Records provided ::

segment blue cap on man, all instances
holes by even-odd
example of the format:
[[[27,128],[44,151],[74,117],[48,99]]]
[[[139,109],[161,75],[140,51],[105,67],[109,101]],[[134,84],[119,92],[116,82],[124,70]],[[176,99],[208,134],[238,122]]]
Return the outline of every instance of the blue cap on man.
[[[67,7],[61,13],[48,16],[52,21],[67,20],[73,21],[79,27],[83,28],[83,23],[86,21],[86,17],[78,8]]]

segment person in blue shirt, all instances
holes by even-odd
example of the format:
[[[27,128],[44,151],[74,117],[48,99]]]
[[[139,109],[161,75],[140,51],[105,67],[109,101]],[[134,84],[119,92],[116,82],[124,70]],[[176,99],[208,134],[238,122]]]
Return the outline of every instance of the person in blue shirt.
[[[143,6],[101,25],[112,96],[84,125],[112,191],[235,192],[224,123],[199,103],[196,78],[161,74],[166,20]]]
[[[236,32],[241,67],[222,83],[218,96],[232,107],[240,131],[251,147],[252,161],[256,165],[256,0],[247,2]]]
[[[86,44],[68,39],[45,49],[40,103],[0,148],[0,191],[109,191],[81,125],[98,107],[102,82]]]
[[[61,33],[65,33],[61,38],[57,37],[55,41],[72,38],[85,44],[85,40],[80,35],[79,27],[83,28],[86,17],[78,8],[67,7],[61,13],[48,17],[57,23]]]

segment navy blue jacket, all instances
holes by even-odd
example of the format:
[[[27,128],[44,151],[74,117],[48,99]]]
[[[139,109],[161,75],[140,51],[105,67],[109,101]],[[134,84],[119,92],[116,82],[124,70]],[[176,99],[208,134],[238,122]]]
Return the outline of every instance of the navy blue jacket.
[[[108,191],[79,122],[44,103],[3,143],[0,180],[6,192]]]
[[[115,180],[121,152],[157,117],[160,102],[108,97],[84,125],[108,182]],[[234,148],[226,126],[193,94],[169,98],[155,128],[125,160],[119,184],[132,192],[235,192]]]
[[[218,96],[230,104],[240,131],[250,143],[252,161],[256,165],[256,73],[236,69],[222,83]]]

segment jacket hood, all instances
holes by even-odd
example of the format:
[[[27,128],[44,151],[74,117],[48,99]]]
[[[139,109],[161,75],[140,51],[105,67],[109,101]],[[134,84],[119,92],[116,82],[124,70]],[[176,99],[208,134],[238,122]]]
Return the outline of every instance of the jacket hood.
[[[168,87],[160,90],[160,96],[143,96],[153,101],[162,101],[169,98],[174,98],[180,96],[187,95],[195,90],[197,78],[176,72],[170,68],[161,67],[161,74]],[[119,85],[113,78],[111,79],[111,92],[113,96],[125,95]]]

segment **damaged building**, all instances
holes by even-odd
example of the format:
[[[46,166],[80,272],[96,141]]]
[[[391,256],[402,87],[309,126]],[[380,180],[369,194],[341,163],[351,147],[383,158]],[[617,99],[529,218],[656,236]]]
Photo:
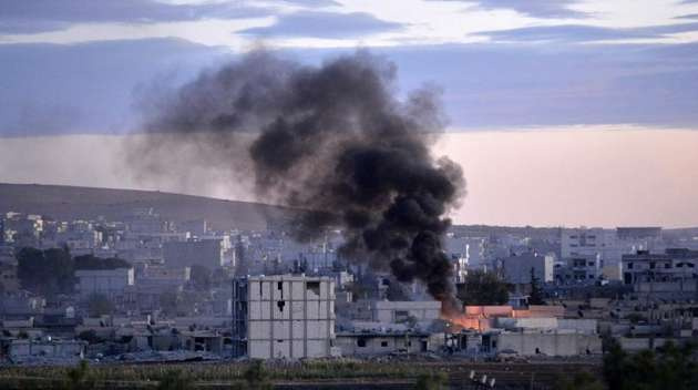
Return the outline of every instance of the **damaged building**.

Do this ::
Pick out every line of the records above that contains the string "instances", and copy each one. Case counts.

Solution to the problem ::
segment blue cap on man, all instances
segment person in blue shirt, all instances
segment navy blue jacket, all instances
segment jacket hood, all instances
segment **damaged building**, all instances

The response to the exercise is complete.